EXTRACT:
● ● ● ● ● ● ●
That bit about “consumes no arguments” seems salient somehow. The chunk of code I’ve called Z does “consume arguments”, in the sense that it contains a - instruction that “wants” an argument that isn’t present when the number stack is empty. It’s “reaching left” into the results of some earlier calculation, right?

To “square up” Z, in the sense that it stops having any failing instructions in it, I’d just need to add something “to the left”, which leaves one (or more) items on the stack. That could be a constant, or a variable… or indeed it could be anything at all that doesn’t itself “want” for an input or argument. So any self-contained block of RPN code could appear there, of any size at all.

Let’s insert some arbitrary self-contained bit of code, P and see what happens to Z. Note that P by definition takes no “arguments” from the stack (in the same way X and Y consume no items), and produces one or more items. P could be a simple constant, or a collection of smaller self-contained blocks, or even an infinite collection of such blocks. Without loss of generality, let me say P produces one or more (possibly infinite number) products $p_{-1}$ and $p_{-2}$ and so on:

[]                                    (P x 11 / - 7 y cos * +)
[p[-1] p[-2] …]                       (x 11 / - 7 y cos * +)
[x p[-1] p[-2] …]                     (11 / - 7 y cos * +)
[11 x p[-1] p[-2] …]                  (/ - 7 y cos * +)
[(x÷11) p[-1] p[-2] …]                (- 7 y cos * +)
[(p[-1]-(x÷11)) p[-2] …]              (7 y cos * +)
[7 (p[-1]-(x÷11)) p[-2] …]            (y cos * +)
[y 7 (p[-1]-(x÷11)) p[-2] …]          (cos * +)
[cos(y) 7 (p[-1]-(x÷11)) p[-2] …]     (* +)
[(7*cos(y)) (p[-1]-(x÷11)) p[-2] …]   (+)
[((p[-1]-(x÷11))+(7*cos(y))) p[-2] …] ()

Think of P as the context in which Z is being executed. It’s the stuff that already exists on the stack, into which Z (or any code) can reach for its arguments.

We can consider the “needs” of arbitrary RPN code, not just X and Y (which have no “needs” because they’re self-contained blocks) or Z (which “needs” one item from the stack to avoid a failed operator), but any sequence of constants, variables and operators at all.
● ● ● ● ● ● ●
RAW RECORDS:
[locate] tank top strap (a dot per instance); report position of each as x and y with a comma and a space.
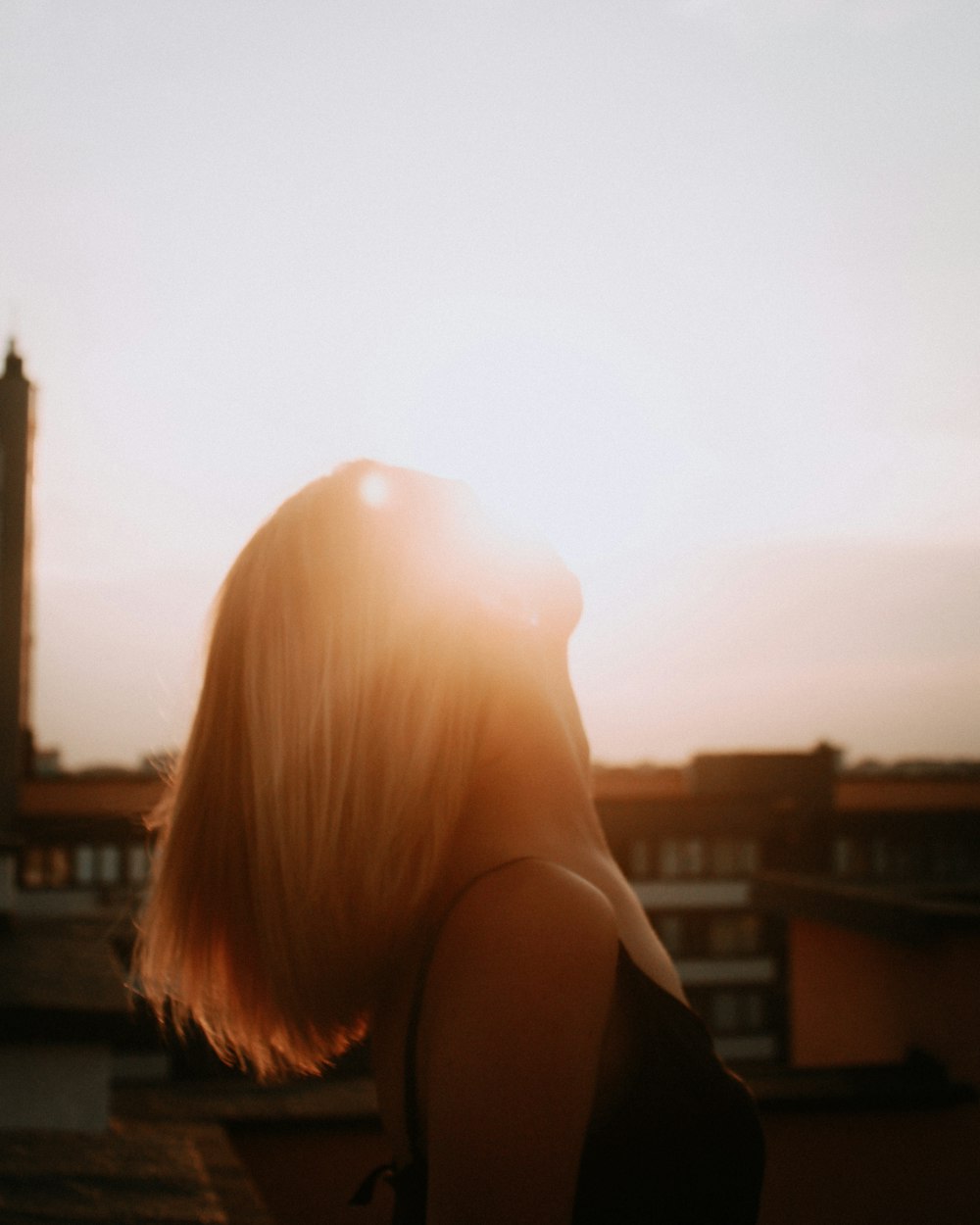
● ● ● ● ● ● ●
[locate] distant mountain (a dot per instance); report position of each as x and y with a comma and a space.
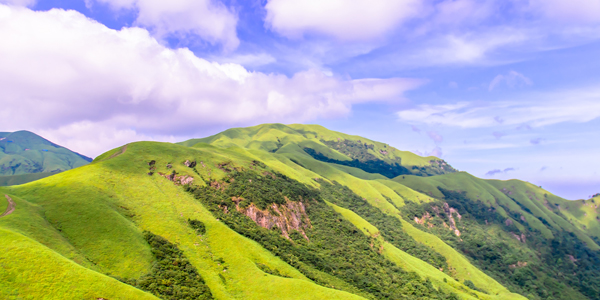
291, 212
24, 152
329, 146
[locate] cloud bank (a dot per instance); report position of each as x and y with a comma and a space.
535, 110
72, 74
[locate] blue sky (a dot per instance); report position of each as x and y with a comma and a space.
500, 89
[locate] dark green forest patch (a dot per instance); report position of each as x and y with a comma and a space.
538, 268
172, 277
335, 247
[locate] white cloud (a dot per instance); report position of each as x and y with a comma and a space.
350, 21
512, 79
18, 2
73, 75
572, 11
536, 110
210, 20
● ● ● ● ● ● ●
EXERCISE REQUIREMENTS:
[a] Decide whether each statement agrees with the RPN passage, answering yes or no and quoting the exact words from the passage that decide it: (i) P takes no arguments from the stack; (ii) Z needs two items from the stack to avoid a failed operator; (iii) P could be an infinite collection of self-contained blocks.
[b] Reproduce the part of the RPN passage between "[7 (p[-1]-(x÷11)) p[-2]" and "for its arguments.", inclusive.

TASK RESULTS:
[a]
(i) Yes: "P by definition takes no “arguments” from the stack"
(ii) No: "Z (which “needs” one item from the stack to avoid a failed operator)"
(iii) Yes: "or even an infinite collection of such blocks"

[b]
[7 (p[-1]-(x÷11)) p[-2] …]            (y cos * +)
[y 7 (p[-1]-(x÷11)) p[-2] …]          (cos * +)
[cos(y) 7 (p[-1]-(x÷11)) p[-2] …]     (* +)
[(7*cos(y)) (p[-1]-(x÷11)) p[-2] …]   (+)
[((p[-1]-(x÷11))+(7*cos(y))) p[-2] …] ()

Think of P as the context in which Z is being executed. It’s the stuff that already exists on the stack, into which Z (or any code) can reach for its arguments.